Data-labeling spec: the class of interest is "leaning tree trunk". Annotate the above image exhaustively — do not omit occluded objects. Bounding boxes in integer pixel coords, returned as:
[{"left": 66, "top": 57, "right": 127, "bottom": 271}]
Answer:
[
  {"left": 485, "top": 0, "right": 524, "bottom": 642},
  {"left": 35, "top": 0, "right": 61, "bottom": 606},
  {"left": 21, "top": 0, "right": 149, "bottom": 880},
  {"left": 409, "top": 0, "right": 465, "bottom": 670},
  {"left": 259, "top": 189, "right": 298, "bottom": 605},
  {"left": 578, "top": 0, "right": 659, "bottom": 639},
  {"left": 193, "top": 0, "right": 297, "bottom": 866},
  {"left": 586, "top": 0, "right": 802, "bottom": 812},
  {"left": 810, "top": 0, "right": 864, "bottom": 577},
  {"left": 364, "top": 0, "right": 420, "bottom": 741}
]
════════════════════
- **WORK REQUEST**
When you answer, repeat all of the material exactly as given.

- **WRITTEN RESPONSE**
Data-labeling spec: the class of interest is "leaning tree trunk". Annotate the above image exhaustively — do not omit occluded objects. Bounding boxes in integer pixel coords, returned as:
[{"left": 66, "top": 57, "right": 127, "bottom": 271}]
Answer:
[
  {"left": 485, "top": 0, "right": 524, "bottom": 642},
  {"left": 35, "top": 0, "right": 61, "bottom": 606},
  {"left": 21, "top": 0, "right": 149, "bottom": 880},
  {"left": 409, "top": 0, "right": 465, "bottom": 670},
  {"left": 259, "top": 189, "right": 298, "bottom": 605},
  {"left": 578, "top": 0, "right": 659, "bottom": 639},
  {"left": 193, "top": 0, "right": 297, "bottom": 866},
  {"left": 586, "top": 0, "right": 802, "bottom": 812},
  {"left": 810, "top": 0, "right": 864, "bottom": 577},
  {"left": 364, "top": 0, "right": 420, "bottom": 741}
]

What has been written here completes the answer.